TEXT SEGMENT:
* START *

You mean a difference between the address returned by the
operator new function and the address yielded by the new
expression?

In general there may be a difference for the array forms. Note
that if you do

operator new( n * sizeof( T ) )

you are not using an array form.

When you use array new through a new expression:

p = new T[ n ] ;

the compiler will often require something more than n * sizeof(
T ) and the additional space will be used for runtime
bookkeeping.

This difference may vary from one allocation to another (and be
zero for some of them --or all of them).

For arrays of char or unsigned char the difference is
constrained by the requirement in [expr.new]/10 (C++03), so that
to place your T's, you can use a new expression

new unsigned char[ ... ]

in alternative to the obvious

operator new[](...)

(This must be either a case where they didn't want to introduce
a subtle difference, or where they have noticed that a lot of
code used the former. I'll call my favorite C++ historian, here.
James? )

* END *

RECORDS SHOWN:
* START *

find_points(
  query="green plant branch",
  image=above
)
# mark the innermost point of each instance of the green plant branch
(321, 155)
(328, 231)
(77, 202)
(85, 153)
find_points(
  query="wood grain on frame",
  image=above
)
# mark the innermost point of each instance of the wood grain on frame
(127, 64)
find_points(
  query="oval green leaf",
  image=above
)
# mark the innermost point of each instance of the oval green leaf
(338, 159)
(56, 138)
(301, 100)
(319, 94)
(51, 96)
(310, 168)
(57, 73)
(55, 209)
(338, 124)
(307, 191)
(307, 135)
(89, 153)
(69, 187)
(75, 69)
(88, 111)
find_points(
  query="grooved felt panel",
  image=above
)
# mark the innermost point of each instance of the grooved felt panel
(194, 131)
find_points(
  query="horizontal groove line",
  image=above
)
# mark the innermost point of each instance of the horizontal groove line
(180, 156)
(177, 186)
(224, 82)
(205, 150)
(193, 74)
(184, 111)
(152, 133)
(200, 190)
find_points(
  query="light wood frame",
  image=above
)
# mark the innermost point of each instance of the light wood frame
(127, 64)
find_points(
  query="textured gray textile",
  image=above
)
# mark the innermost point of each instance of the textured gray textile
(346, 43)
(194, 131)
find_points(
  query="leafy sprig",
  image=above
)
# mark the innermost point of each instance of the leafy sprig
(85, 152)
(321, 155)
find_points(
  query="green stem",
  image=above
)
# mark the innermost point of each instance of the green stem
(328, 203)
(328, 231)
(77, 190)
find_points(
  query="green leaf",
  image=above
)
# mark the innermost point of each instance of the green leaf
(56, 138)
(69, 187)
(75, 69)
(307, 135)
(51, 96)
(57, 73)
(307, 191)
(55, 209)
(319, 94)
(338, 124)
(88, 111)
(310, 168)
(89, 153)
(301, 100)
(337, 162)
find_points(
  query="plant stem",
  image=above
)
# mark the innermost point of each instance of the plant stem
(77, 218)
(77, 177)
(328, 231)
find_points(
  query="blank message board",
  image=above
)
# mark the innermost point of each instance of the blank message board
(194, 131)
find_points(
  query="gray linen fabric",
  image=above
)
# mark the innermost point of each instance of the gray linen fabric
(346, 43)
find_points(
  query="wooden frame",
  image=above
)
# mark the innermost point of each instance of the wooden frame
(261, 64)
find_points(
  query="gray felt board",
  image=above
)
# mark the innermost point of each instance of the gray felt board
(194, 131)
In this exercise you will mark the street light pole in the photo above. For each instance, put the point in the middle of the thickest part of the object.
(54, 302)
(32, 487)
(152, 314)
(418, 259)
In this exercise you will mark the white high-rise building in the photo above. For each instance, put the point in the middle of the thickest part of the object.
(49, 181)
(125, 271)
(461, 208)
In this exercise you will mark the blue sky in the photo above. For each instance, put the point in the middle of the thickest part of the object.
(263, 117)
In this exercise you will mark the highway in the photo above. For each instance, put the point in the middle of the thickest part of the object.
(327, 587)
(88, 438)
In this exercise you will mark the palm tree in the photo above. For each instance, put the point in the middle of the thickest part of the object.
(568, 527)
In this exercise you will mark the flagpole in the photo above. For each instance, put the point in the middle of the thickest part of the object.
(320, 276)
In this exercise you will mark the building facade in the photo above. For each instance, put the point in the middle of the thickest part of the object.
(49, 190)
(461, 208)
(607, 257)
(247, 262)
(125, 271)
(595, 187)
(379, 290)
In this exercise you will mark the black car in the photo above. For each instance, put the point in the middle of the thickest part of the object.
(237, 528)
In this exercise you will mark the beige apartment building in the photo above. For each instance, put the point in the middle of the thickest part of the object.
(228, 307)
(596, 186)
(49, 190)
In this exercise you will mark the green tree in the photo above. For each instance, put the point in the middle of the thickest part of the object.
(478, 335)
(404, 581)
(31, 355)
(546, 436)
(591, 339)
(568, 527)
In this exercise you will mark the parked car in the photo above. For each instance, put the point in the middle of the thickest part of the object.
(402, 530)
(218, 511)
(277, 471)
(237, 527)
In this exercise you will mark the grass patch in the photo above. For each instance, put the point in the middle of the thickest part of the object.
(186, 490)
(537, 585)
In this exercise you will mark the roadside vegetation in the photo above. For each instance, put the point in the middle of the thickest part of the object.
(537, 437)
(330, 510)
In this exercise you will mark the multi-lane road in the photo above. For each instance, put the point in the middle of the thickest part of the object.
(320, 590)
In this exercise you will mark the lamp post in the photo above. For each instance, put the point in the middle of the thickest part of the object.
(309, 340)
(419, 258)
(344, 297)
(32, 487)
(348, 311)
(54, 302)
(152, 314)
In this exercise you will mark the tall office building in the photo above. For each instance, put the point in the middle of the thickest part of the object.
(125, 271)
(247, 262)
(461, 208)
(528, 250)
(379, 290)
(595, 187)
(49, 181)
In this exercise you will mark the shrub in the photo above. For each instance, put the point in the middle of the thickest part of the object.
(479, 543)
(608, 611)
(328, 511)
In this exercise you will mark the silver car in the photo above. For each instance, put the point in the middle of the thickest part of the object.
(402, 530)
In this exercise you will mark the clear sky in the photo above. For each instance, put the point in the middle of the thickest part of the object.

* END *

SHORT TASK 1: List every code expression that the post on C++ new expressions sets on a line of its own.
SHORT TASK 2:
Answer these about the post on C++ new expressions:
(a) What is the additional space that the compiler often requires for array new used for?
(b) Which requirement constrains the difference for arrays of char or unsigned char?
(c) Does calling operator new( n * sizeof( T ) ) use an array form?
SHORT TASK 3: Reproduce the post on C++ new expressions from "you are not" to "bookkeeping.".

EXPECTED ANSWER 1:
operator new( n * sizeof( T ) )
p = new T[ n ] ;
new unsigned char[ ... ]
operator new[](...)

EXPECTED ANSWER 2:
(a) Runtime bookkeeping.
(b) The requirement in [expr.new]/10 (C++03).
(c) No.

EXPECTED ANSWER 3:
you are not using an array form.

When you use array new through a new expression:

p = new T[ n ] ;

the compiler will often require something more than n * sizeof(
T ) and the additional space will be used for runtime
bookkeeping.